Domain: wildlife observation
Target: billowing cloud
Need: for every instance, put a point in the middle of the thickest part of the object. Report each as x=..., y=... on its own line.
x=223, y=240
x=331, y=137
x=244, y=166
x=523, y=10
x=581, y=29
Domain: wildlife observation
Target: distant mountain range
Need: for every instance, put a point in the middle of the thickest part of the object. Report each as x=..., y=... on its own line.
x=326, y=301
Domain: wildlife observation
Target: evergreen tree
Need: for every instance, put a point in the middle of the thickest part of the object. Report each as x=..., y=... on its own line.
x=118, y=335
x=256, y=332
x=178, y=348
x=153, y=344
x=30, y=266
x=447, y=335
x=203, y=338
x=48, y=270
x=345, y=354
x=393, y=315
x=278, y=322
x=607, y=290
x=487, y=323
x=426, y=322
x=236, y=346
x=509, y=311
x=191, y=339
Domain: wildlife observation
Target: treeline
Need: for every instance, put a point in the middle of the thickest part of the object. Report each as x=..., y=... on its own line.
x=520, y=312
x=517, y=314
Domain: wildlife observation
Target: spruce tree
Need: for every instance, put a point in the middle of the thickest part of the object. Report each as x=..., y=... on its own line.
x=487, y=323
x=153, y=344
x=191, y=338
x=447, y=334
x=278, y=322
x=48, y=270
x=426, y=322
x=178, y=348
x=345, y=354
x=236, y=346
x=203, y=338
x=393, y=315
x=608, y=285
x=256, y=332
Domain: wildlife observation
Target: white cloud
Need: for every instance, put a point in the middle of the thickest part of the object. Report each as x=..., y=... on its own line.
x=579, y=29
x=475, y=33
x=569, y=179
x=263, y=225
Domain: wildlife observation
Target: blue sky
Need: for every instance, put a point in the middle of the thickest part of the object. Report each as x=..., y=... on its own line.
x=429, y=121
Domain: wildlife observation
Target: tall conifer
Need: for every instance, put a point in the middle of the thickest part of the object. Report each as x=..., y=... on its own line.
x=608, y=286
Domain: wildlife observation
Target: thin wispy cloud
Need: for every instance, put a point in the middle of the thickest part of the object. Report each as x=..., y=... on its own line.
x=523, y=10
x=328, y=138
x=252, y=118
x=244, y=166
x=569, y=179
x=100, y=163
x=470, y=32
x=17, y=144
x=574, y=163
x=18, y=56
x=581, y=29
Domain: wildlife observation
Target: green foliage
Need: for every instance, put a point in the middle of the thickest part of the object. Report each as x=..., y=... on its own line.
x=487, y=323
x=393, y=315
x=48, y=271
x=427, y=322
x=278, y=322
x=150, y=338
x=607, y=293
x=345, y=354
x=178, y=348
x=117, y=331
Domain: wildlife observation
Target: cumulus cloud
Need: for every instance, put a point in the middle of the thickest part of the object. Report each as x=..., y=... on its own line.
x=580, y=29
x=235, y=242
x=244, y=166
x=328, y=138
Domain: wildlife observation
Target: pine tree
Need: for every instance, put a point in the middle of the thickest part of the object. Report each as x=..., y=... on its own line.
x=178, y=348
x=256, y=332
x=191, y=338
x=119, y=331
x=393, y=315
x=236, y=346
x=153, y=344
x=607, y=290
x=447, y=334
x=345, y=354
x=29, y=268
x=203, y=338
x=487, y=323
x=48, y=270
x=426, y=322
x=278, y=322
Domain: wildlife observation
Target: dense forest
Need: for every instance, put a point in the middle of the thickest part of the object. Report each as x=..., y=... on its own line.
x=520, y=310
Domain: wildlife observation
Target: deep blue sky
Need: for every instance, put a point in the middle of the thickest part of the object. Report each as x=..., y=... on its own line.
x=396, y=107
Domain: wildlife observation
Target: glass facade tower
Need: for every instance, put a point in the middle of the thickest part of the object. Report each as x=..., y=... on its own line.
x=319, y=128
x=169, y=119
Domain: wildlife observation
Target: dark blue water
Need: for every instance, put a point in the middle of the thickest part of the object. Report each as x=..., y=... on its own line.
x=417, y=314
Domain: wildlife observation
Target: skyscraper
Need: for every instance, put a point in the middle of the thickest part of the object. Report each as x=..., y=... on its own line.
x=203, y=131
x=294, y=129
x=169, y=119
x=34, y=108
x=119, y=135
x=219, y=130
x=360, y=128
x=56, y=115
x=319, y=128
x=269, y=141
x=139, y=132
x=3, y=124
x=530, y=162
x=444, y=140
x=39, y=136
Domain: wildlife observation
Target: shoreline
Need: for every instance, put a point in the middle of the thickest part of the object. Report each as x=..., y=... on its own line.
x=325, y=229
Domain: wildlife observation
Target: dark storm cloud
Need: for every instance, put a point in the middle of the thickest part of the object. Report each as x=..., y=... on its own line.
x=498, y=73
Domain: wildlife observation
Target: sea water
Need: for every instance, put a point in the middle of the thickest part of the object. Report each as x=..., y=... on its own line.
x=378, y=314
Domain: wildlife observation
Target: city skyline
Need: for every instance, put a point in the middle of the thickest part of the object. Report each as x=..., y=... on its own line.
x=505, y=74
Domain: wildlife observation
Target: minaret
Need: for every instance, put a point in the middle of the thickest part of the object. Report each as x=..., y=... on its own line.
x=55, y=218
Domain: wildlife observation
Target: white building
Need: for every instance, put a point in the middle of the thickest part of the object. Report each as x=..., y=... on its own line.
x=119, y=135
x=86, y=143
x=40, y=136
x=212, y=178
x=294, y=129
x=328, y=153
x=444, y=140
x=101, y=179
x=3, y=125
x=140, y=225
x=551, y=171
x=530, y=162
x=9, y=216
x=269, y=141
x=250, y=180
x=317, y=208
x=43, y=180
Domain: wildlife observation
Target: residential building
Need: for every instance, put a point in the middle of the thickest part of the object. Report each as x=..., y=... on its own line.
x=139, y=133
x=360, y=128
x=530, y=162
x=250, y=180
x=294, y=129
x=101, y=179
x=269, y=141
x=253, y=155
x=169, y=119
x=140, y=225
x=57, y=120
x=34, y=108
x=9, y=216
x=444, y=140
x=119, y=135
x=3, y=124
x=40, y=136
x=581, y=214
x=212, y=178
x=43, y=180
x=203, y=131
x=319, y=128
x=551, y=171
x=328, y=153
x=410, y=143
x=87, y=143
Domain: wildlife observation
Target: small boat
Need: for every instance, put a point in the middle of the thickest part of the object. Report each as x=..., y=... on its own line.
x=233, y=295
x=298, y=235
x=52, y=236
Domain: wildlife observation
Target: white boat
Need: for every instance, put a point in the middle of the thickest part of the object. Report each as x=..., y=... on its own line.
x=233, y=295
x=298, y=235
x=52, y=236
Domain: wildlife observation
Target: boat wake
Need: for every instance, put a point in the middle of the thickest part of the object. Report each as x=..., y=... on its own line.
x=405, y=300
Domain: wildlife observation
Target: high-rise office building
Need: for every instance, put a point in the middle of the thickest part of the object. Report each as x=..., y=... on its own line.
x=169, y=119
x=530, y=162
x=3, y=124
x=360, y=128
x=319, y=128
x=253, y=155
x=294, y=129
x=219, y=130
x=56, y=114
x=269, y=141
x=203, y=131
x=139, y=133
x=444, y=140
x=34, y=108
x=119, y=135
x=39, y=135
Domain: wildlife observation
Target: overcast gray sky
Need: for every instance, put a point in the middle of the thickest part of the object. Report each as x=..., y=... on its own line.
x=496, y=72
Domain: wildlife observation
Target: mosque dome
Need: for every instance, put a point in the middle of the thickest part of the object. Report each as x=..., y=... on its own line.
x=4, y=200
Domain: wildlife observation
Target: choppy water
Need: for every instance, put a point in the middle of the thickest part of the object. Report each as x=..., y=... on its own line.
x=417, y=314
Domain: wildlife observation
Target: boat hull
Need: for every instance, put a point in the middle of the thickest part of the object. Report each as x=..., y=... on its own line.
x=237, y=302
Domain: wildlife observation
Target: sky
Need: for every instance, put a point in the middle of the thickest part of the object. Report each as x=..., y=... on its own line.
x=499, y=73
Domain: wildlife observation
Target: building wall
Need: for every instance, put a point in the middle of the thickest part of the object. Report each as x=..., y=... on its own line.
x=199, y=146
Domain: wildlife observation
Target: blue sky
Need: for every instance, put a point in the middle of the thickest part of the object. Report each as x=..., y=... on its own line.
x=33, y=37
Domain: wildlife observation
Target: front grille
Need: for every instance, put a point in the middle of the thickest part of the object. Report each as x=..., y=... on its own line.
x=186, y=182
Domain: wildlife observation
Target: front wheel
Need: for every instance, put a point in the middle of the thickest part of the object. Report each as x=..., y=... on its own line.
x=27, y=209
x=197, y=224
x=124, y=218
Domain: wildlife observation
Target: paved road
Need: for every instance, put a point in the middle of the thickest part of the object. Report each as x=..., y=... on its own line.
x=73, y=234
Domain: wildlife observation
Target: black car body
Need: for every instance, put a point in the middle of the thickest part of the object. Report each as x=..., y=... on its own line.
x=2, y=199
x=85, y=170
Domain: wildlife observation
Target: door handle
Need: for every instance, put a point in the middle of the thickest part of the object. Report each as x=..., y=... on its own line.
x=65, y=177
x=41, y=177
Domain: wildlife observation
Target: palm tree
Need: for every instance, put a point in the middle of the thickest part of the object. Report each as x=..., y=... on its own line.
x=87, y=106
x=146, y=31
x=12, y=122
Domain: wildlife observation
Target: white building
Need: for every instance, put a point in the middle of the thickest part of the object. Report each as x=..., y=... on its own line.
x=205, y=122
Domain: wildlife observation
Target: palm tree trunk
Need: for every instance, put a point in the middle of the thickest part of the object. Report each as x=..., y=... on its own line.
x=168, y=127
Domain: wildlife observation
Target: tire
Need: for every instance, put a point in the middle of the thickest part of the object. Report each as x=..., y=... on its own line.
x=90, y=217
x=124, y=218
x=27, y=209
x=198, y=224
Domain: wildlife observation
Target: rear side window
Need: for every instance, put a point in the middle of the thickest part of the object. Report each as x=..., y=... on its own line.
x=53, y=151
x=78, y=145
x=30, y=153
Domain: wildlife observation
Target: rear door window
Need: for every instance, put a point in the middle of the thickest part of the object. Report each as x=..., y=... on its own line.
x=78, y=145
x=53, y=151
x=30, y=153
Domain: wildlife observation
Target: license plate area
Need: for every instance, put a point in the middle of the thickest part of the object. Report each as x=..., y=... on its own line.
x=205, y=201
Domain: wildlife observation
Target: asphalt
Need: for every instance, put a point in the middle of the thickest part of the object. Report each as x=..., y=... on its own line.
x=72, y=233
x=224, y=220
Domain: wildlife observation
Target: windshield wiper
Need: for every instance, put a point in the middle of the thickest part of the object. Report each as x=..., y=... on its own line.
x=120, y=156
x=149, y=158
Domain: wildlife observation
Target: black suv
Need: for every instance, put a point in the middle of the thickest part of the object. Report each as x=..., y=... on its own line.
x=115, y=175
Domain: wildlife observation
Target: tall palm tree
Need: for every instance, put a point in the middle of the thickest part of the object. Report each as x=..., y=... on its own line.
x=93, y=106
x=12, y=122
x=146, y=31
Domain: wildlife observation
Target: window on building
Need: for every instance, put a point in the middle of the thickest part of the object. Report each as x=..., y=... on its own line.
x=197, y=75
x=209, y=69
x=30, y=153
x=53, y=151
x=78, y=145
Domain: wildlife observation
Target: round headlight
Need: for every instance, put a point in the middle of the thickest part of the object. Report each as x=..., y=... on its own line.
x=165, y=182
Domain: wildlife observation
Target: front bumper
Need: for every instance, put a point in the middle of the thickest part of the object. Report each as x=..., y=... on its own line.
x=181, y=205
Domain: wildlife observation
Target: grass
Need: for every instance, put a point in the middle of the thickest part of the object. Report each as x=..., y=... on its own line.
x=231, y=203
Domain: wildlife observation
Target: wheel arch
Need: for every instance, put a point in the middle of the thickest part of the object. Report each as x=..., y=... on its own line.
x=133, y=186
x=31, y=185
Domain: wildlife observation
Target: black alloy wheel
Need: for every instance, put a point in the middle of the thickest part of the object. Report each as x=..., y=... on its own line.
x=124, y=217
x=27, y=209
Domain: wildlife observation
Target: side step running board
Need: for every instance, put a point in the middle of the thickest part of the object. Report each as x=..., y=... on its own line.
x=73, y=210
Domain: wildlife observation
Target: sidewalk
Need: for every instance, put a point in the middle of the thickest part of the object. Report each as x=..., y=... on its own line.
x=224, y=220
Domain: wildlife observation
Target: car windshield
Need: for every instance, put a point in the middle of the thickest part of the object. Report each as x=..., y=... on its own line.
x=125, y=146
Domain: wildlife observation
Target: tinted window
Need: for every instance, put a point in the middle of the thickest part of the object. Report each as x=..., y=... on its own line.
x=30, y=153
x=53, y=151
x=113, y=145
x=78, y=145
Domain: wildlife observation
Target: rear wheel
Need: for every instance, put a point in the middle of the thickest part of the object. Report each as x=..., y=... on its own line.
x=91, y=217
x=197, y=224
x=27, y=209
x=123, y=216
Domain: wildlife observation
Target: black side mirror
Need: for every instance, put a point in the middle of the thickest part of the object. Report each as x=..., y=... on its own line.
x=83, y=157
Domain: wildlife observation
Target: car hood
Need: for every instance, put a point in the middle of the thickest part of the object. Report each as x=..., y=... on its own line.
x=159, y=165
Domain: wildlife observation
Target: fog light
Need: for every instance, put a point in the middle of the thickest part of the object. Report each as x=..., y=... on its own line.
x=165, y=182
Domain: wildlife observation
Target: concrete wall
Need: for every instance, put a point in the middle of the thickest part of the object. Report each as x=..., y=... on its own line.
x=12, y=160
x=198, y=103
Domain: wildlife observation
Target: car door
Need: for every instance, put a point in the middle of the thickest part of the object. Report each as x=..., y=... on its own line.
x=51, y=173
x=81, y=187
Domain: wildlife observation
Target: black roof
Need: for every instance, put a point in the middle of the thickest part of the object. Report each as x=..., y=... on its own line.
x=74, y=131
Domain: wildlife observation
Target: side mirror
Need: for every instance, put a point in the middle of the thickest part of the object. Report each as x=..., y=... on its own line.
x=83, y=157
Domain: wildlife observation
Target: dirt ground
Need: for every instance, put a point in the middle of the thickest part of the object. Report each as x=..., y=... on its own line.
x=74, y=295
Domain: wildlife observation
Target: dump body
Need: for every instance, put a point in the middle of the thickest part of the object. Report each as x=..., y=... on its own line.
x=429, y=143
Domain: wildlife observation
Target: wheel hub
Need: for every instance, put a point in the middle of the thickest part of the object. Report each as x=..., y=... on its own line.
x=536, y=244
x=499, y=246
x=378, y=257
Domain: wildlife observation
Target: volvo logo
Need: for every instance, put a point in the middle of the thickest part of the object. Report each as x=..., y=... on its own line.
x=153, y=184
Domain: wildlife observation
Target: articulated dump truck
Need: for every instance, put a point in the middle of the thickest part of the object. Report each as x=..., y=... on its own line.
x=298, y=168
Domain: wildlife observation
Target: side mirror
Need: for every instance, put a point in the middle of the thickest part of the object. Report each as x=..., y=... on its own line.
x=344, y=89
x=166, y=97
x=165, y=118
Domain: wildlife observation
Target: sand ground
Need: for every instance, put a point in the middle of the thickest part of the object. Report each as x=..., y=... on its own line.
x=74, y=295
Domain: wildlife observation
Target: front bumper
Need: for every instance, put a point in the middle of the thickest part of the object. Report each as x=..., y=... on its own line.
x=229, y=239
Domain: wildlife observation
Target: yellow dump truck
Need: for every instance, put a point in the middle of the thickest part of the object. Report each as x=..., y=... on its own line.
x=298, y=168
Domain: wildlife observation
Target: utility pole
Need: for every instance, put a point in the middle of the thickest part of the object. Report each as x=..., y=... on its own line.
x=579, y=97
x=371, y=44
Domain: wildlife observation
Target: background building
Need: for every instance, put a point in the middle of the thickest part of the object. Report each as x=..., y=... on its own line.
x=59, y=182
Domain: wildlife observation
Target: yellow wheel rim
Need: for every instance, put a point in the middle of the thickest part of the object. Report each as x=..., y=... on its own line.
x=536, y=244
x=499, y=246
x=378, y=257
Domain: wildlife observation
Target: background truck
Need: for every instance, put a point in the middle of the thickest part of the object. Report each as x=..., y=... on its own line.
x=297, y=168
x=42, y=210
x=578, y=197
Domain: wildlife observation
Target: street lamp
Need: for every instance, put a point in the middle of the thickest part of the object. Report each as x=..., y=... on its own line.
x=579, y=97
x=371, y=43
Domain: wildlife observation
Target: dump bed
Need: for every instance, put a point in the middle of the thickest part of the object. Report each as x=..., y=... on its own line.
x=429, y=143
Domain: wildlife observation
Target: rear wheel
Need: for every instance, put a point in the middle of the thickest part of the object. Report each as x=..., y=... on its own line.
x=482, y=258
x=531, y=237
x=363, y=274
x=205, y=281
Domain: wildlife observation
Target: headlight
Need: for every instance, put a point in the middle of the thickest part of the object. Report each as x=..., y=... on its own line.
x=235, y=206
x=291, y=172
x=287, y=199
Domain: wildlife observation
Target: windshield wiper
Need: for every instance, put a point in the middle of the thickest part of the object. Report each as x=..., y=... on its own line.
:::::
Quote the listing word for word from its first line through the line in which "Target: tall conifer" appears.

Domain: wildlife observation
Target: billowing cloud
Need: for every instance, put a point in the middle of the thickest part of the object. Report each as x=..., y=... on its own line.
x=223, y=240
x=331, y=137
x=244, y=166
x=523, y=10
x=581, y=29
Domain: wildlife observation
Target: distant mountain range
Need: for every instance, put a point in the middle of the thickest part of the object. Report each as x=..., y=... on its own line.
x=326, y=301
Domain: wildlife observation
Target: evergreen tree
Need: for every instance, put a point in the middle of the thickest part of the object. Report each as x=..., y=... on its own line.
x=118, y=335
x=256, y=332
x=178, y=348
x=153, y=344
x=30, y=266
x=447, y=335
x=203, y=338
x=48, y=270
x=345, y=354
x=393, y=315
x=278, y=322
x=607, y=290
x=487, y=323
x=426, y=322
x=236, y=346
x=509, y=311
x=191, y=339
Domain: wildlife observation
Target: treeline
Need: for every instance, put a point in the middle of the thickest part of the object. Report each as x=..., y=... on its own line.
x=520, y=312
x=517, y=314
Domain: wildlife observation
Target: spruce tree
Need: for every instance, put a point in the middle of the thickest part of the object. Report each as x=..., y=... on its own line.
x=487, y=323
x=153, y=344
x=191, y=338
x=447, y=334
x=278, y=322
x=48, y=270
x=426, y=322
x=178, y=348
x=345, y=354
x=236, y=346
x=203, y=338
x=393, y=315
x=608, y=285
x=256, y=332
Domain: wildlife observation
Target: white cloud
Need: for every instance, put a point in the middle of the thickest part of the object. Report each as x=..., y=... on its own line.
x=579, y=29
x=475, y=33
x=569, y=179
x=263, y=225
Domain: wildlife observation
Target: blue sky
Need: for every instance, put a point in the middle of the thickest part of the object. Report each as x=..., y=... on its own line.
x=429, y=121
Domain: wildlife observation
Target: tall conifer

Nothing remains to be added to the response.